[Passage shown]
== Segment start ==

Ferroptosis as a Potential Therapeutic Target for Reducing Inflammation and Corneal Scarring in Bacterial Keratitis.

Abstract

Bacterial keratitis (BK) is a serious ocular infection that can cause severe inflammation and corneal scarring, leading to vision loss. In this study, we aimed to investigate the involvement of ferroptosis in the pathogenesis of BK. Transcriptome analysis was performed to evaluate ferroptosis-related gene expression in human BK corneas. Subsequently, the ferroptosis in mouse models of Pseudomonas aeruginosa keratitis and corneal stromal stem cells (CSSCs) were validated. The mice were treated with levofloxacin (LEV) or levofloxacin combined with ferrostatin-1 (LEV+Fer-1). CSSCs were treated with lipopolysaccharide (LPS) or LPS combined Fer-1. Inflammatory cytokines, α-SMA, and ferroptosis-related regulators were evaluated by RT-qPCR, immunostaining, and Western blot. Iron and reactive oxygen species (ROS) were measured. Transcriptome analysis revealed significant alterations in ferroptosis-related genes in human BK corneas. In the BK mouse models, the group treated with LEV+Fer-1 exhibited reduced inflammatory cytokines (MPO, TNF-α, and IFN-γ), decreased corneal scarring and α-SMA expression, and lower Fe3+ compared to the BK and LEV groups. Notably, the LEV+Fer-1 group showed elevated GPX4 and SLC7A11 in contrast to the BK and LEV group. In vitro, Fer-1 treatment effectively restored the alterations of ROS, Fe2+, GPX4, and SLC7A11 induced by LPS in CSSCs. Ferroptosis plays a crucial role in the pathogenesis of BK. The inhibition of ferroptosis holds promise for mitigating inflammation, reducing corneal scarring, and ultimately enhancing the prognosis of BK. Consequently, this study provides a potential target for innovative therapeutic strategies for BK, which holds immense potential to transform the treatment of BK.

== Segment end ==

[Requirement] According to the bacterial keratitis abstract, what treatments did the mice receive?

[Dataset extract]
== Segment start ==

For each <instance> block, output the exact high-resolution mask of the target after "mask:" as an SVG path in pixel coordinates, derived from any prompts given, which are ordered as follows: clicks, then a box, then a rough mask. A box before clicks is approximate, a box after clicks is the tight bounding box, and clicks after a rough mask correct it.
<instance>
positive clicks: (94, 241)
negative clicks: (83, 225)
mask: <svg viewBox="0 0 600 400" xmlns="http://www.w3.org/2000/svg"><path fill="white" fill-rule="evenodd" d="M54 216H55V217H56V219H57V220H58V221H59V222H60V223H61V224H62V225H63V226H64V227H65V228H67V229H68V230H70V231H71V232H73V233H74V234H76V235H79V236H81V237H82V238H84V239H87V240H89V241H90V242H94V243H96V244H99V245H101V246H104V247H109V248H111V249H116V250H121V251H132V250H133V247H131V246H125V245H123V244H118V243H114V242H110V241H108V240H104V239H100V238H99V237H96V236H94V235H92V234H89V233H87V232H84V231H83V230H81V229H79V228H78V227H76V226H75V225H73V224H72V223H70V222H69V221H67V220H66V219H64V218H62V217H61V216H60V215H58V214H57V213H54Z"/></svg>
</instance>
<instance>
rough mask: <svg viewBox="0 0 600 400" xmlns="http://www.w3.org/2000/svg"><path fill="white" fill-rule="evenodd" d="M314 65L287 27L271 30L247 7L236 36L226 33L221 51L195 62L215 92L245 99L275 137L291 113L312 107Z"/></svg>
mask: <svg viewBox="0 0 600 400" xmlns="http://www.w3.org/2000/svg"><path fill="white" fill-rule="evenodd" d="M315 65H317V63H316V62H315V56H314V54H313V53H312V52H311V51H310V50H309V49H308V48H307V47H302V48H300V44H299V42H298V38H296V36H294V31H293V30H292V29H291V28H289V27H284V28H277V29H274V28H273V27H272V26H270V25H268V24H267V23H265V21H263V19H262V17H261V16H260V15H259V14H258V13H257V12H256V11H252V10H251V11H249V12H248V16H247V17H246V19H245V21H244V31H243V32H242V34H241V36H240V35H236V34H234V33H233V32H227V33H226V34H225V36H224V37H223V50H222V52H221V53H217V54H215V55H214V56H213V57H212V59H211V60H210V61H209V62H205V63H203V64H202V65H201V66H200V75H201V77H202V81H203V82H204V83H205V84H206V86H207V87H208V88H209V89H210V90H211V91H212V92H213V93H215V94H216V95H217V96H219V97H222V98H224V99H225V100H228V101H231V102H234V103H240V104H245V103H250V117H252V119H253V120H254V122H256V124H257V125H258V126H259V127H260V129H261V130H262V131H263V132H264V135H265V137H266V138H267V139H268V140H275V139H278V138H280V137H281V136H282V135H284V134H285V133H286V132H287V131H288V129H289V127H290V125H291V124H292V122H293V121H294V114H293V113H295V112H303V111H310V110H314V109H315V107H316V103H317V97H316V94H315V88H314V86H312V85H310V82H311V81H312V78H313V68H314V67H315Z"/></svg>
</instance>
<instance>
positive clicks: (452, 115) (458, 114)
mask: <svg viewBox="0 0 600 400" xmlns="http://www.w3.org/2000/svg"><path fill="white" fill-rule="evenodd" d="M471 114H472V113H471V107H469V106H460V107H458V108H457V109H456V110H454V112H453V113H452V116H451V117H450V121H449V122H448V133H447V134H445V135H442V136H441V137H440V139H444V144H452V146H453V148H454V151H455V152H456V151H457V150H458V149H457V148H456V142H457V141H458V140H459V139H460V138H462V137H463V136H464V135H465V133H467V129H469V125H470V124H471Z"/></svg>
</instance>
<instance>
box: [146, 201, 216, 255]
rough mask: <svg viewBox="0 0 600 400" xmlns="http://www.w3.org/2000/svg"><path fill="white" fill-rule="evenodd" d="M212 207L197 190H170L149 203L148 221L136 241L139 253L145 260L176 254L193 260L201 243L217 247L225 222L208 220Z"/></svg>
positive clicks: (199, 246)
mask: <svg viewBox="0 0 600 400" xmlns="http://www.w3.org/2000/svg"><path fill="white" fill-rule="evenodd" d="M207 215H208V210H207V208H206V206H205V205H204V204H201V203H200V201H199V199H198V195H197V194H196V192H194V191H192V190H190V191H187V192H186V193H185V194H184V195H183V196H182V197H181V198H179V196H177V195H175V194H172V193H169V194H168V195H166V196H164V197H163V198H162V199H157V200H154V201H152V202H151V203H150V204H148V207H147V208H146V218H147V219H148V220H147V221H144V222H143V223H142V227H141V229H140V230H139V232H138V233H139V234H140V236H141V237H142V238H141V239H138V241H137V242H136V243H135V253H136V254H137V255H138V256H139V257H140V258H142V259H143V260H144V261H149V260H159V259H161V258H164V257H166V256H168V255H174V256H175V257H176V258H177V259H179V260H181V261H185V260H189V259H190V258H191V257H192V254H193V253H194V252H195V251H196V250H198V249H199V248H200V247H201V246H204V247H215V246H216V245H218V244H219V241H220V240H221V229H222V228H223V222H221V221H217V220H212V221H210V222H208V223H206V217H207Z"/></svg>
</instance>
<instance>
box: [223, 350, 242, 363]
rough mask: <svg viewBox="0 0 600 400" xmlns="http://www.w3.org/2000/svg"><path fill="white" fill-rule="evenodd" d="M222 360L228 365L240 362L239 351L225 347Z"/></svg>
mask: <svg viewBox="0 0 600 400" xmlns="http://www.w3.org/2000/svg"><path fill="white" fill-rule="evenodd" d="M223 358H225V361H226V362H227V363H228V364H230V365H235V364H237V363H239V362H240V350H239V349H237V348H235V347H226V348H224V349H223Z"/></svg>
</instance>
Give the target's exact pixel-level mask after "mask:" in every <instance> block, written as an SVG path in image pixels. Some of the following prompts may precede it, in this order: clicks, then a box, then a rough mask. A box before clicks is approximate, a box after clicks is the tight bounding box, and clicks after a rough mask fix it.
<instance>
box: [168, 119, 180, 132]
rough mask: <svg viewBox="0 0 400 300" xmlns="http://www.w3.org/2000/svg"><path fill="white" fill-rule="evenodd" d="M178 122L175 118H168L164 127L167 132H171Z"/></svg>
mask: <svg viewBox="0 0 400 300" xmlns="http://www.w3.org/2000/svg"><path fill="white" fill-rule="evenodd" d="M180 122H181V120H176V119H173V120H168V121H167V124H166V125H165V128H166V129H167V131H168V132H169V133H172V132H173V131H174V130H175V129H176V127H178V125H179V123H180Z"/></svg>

== Segment end ==

[Solution] The mice received either levofloxacin (LEV) alone or levofloxacin combined with ferrostatin-1 (LEV+Fer-1).